## BEGIN Records shown
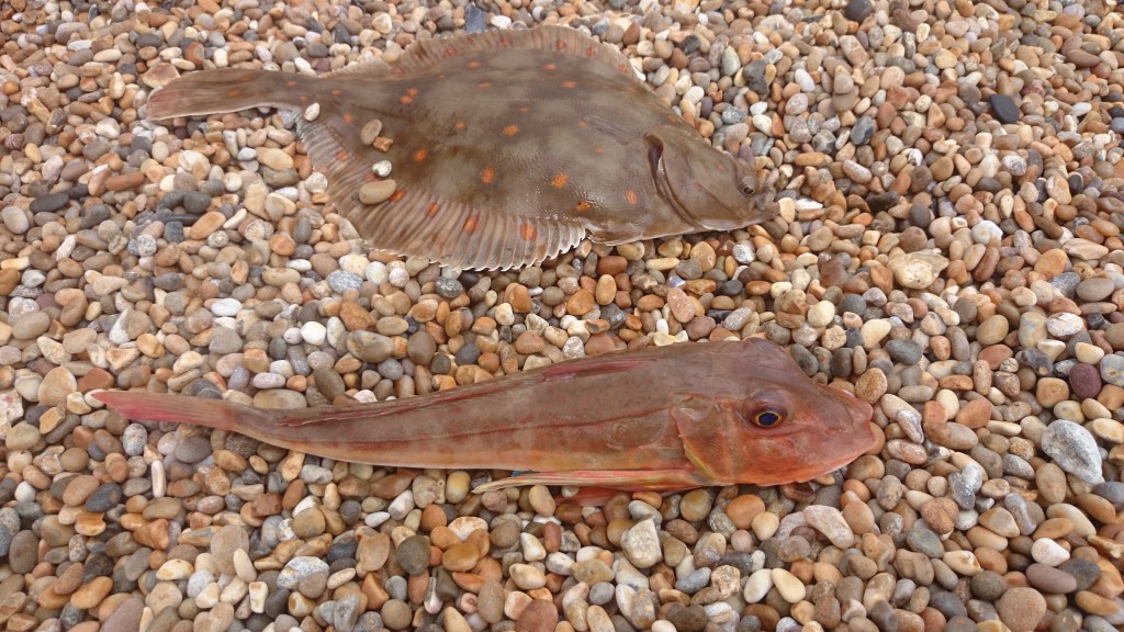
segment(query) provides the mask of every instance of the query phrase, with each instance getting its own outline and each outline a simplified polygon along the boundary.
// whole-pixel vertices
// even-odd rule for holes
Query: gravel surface
[[[540,22],[751,147],[780,215],[460,272],[370,251],[294,116],[139,111],[202,67]],[[8,0],[0,628],[1118,630],[1122,40],[1100,0]],[[731,336],[873,404],[883,441],[808,484],[583,507],[90,397],[372,401]]]

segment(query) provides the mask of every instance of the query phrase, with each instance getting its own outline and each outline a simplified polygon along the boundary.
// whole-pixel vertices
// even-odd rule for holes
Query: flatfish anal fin
[[[455,268],[507,270],[556,256],[586,237],[577,220],[445,199],[427,182],[439,174],[402,172],[388,199],[363,204],[360,189],[377,180],[371,168],[386,155],[342,133],[337,123],[324,115],[301,120],[300,136],[312,164],[328,177],[336,210],[375,249]]]
[[[635,78],[628,58],[619,49],[563,26],[540,26],[527,30],[489,30],[444,39],[419,39],[395,62],[392,73],[426,72],[450,57],[501,51],[550,51],[593,60],[622,74]]]

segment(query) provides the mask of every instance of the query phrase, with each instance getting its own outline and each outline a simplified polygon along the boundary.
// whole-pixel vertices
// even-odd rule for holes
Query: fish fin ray
[[[283,80],[281,78],[284,78]],[[148,98],[145,115],[154,120],[178,116],[206,116],[250,108],[300,108],[292,94],[316,81],[297,73],[253,69],[212,69],[185,74]],[[283,82],[296,87],[281,89]]]
[[[473,491],[483,494],[484,491],[524,485],[569,485],[629,491],[669,491],[707,484],[708,481],[700,479],[690,470],[574,470],[522,473],[486,482]]]
[[[326,73],[321,74],[320,76],[324,76],[324,78],[328,78],[328,76],[332,76],[332,78],[344,76],[344,78],[346,78],[346,76],[353,76],[353,75],[386,76],[388,74],[391,74],[391,71],[393,70],[393,67],[395,66],[392,66],[391,64],[388,64],[387,62],[384,62],[382,60],[371,60],[369,62],[360,62],[360,63],[356,63],[356,64],[346,65],[346,66],[344,66],[344,67],[342,67],[339,70],[334,70],[332,72],[326,72]]]
[[[618,48],[604,44],[578,29],[564,26],[540,26],[526,30],[488,30],[441,39],[420,39],[411,44],[395,62],[395,72],[425,72],[450,57],[500,49],[550,51],[601,62],[622,74],[636,74]]]
[[[328,177],[328,195],[336,209],[373,247],[456,268],[507,270],[558,256],[586,237],[584,227],[577,222],[516,216],[508,209],[450,201],[409,175],[398,181],[400,198],[364,205],[359,190],[378,157],[370,155],[374,150],[359,147],[334,129],[332,120],[321,114],[315,121],[301,119],[298,129],[312,164]],[[351,157],[339,160],[342,151]]]
[[[185,406],[184,396],[164,392],[103,390],[93,394],[93,398],[129,419],[174,422],[225,431],[238,432],[239,426],[246,424],[245,419],[248,418],[262,423],[272,423],[274,418],[270,410],[223,399],[194,397]]]

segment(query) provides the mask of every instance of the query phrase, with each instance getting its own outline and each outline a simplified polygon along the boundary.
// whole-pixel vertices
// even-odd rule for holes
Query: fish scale
[[[774,214],[751,165],[707,144],[619,51],[570,28],[419,40],[395,64],[320,78],[202,71],[155,92],[147,112],[251,107],[306,115],[312,165],[374,247],[447,265],[518,268],[586,237],[614,245]],[[375,119],[389,147],[361,141]],[[361,196],[383,160],[393,192]]]
[[[534,471],[479,490],[781,485],[878,445],[869,404],[813,382],[763,338],[652,346],[354,406],[268,410],[152,392],[94,397],[132,419],[238,432],[329,459]]]

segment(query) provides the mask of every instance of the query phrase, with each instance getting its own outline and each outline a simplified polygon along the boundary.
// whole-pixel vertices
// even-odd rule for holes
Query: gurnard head
[[[771,342],[749,340],[737,349],[723,362],[723,386],[714,387],[733,396],[679,422],[688,457],[705,479],[803,482],[877,445],[869,404],[813,382]]]
[[[777,215],[776,191],[751,165],[703,142],[690,128],[665,125],[645,136],[656,190],[699,229],[733,231]]]

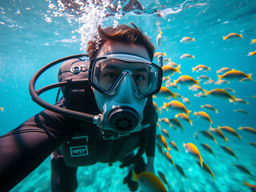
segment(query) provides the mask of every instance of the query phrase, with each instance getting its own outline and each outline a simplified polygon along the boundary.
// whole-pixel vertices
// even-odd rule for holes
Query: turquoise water
[[[249,52],[256,50],[256,43],[250,44],[250,40],[256,38],[255,1],[141,1],[141,3],[146,8],[145,13],[122,12],[126,14],[120,19],[118,17],[108,17],[100,22],[103,26],[112,26],[116,22],[119,24],[134,22],[150,37],[156,51],[166,52],[167,58],[181,64],[182,74],[195,79],[204,74],[217,81],[216,70],[224,66],[246,74],[253,74],[252,78],[256,79],[256,55],[247,56]],[[75,18],[82,18],[82,16],[73,18],[70,13],[62,17],[59,14],[52,17],[54,11],[49,8],[49,4],[46,1],[35,0],[0,2],[0,107],[4,107],[4,112],[0,111],[1,135],[42,110],[32,102],[28,92],[32,76],[50,62],[83,52],[85,44],[82,42],[81,34],[84,35],[84,33],[79,34],[78,30],[83,24],[89,27],[88,23],[79,23]],[[55,2],[53,4],[57,5]],[[155,13],[161,13],[161,15]],[[162,32],[162,45],[158,46],[156,36],[160,30]],[[230,33],[242,34],[243,38],[223,41],[222,37]],[[194,38],[195,42],[181,43],[180,40],[186,36]],[[194,55],[195,58],[181,59],[183,54]],[[192,67],[198,64],[210,67],[210,71],[192,72]],[[58,70],[58,67],[53,69],[44,76],[45,78],[41,78],[38,87],[57,82]],[[174,74],[170,78],[173,81],[180,75]],[[196,98],[194,95],[198,91],[192,91],[186,86],[181,86],[180,90],[170,88],[171,91],[179,93],[190,100],[190,106],[184,105],[193,111],[190,115],[193,126],[181,121],[183,132],[180,130],[176,131],[160,122],[161,128],[166,129],[170,139],[177,144],[179,153],[172,150],[170,155],[174,162],[183,169],[187,179],[179,174],[157,149],[155,172],[159,170],[166,175],[170,191],[250,191],[243,182],[246,180],[255,185],[255,178],[242,172],[233,163],[244,166],[256,175],[256,149],[247,143],[256,142],[256,136],[237,130],[239,126],[256,129],[256,98],[252,98],[256,95],[255,81],[234,80],[229,84],[221,85],[204,84],[204,82],[200,82],[203,89],[210,90],[229,87],[235,91],[229,92],[230,94],[242,98],[249,104],[232,103],[210,95],[206,98]],[[42,98],[53,103],[55,94],[45,94]],[[178,100],[182,101],[179,98]],[[163,102],[170,100],[158,97],[154,101],[160,107]],[[218,109],[218,114],[201,108],[204,104],[212,105]],[[240,109],[249,114],[234,111]],[[223,132],[229,139],[226,146],[232,149],[238,160],[221,149],[221,146],[225,146],[222,139],[214,134],[217,145],[198,132],[210,128],[208,122],[193,115],[194,111],[200,110],[210,115],[213,121],[212,127],[230,126],[242,137],[240,141]],[[159,118],[171,118],[174,115],[173,111],[163,110]],[[195,132],[198,134],[198,142],[194,137]],[[158,130],[158,134],[161,131]],[[204,162],[215,175],[215,182],[210,174],[201,170],[190,154],[186,153],[183,142],[192,142],[197,146]],[[216,158],[202,149],[200,143],[209,144]],[[113,166],[98,163],[90,167],[80,167],[77,191],[127,191],[126,186],[122,185],[126,171],[119,169],[118,166],[117,162]],[[50,182],[49,157],[12,191],[50,191]]]

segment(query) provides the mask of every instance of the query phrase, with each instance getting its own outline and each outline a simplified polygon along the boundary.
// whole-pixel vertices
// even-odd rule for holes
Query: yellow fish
## END Records shown
__Task requirements__. Convert the records from their start through the line containing "Query: gravel surface" into a Markdown table with columns named Row and Line, numbering each nonblank line and leaving out the pictures.

__Final result__.
| Row | Line |
|---|---|
| 1 | segment(query) provides the mask of every instance of the query phrase, with each instance getting its own outline and each outline a simplified polygon along the boundary. |
| 2 | // whole-pixel vertices |
| 3 | // even-odd rule for holes |
| 4 | Query: gravel surface |